The tasks -
1 > Answer these from the school district passage:
(a) Between which two communities is the district headquartered?
(b) In what year did the School Reorganization Act cause the consolidation of rural school districts in Kansas?
(c) In what year did the state approve the district to become USD 397?
2 > Please extract the part of the school district passage between "In 1956, a school" and "was added later.", inclusive, copying it word for word.
3 > Translate this sentence from the school district passage into Spanish: "In 1956, a school district was formed with the consolidation of the Lincolnville, Burdick, Lost Springs, and Ramona school districts."

Source passage -
###

Centre USD 397 is a public unified school district headquartered in a rural area between Lost Springs and Lincolnville in Kansas.  The district includes the communities of Lincolnville, Lost Springs, Pilsen, Tampa, Ramona, Antelope, Burdick, and nearby rural areas of Marion / Morris / Dickinson / Chase Counties.

History
In 1945, the School Reorganization Act in Kansas caused the consolidation of thousands of rural school districts in Kansas.  In 1963, the School Unification Act in Kansas caused the further consolidatation of thousands of tiny school districts into hundreds of larger Unified School Districts. 

In 1956, a school district was formed with the consolidation of the Lincolnville, Burdick, Lost Springs, and Ramona school districts. The Tampa school district was added later.

In 1965, the school district was approved by the state to become Unified School District (USD) 397.

###

Lines of data:
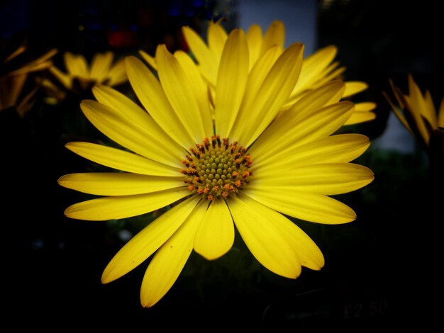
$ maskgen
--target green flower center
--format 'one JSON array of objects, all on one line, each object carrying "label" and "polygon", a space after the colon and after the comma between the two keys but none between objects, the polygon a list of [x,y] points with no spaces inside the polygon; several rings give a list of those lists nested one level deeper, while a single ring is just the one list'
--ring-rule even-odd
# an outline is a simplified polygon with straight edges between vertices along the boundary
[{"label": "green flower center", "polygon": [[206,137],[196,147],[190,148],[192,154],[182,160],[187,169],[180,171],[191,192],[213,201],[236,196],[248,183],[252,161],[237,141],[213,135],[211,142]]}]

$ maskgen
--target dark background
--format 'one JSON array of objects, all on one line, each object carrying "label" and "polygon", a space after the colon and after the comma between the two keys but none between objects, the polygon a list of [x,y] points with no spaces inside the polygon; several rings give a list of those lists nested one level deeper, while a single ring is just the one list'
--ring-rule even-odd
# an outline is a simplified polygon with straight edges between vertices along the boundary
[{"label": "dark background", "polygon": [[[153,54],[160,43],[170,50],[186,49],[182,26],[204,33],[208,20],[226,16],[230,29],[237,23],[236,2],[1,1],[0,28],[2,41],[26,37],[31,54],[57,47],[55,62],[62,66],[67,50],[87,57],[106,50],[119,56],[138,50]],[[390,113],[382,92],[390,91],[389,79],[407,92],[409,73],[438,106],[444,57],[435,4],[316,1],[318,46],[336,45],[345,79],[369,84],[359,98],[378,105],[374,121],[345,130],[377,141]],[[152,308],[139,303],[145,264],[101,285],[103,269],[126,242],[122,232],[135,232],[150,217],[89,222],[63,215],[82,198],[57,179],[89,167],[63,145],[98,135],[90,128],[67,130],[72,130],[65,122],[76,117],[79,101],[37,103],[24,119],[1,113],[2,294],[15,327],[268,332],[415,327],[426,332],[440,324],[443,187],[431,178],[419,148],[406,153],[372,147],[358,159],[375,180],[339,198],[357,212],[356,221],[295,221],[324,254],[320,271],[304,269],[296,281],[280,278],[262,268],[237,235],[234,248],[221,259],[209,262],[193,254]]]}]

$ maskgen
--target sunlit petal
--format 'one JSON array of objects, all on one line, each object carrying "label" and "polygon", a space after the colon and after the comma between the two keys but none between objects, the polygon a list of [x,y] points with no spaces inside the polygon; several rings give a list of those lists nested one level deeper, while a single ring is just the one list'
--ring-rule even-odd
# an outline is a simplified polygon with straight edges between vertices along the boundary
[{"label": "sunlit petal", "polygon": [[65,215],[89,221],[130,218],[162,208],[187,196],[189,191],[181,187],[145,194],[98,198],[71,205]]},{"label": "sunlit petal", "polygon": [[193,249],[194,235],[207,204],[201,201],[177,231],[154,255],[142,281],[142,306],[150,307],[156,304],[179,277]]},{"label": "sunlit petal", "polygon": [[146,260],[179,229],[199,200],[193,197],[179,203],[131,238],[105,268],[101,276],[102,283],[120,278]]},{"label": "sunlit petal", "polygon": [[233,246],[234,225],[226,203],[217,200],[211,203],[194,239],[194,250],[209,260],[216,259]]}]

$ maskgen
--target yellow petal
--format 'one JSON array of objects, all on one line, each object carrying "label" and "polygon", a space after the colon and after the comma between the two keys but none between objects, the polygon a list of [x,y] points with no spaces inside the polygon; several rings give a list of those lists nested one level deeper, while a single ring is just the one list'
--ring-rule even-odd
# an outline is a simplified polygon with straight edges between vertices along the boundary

###

List of solutions -
1 >
(a) Lost Springs and Lincolnville
(b) 1945
(c) 1965

2 >
In 1956, a school district was formed with the consolidation of the Lincolnville, Burdick, Lost Springs, and Ramona school districts. The Tampa school district was added later.

3 > En 1956 se formó un distrito escolar con la consolidación de los distritos escolares de Lincolnville, Burdick, Lost Springs y Ramona.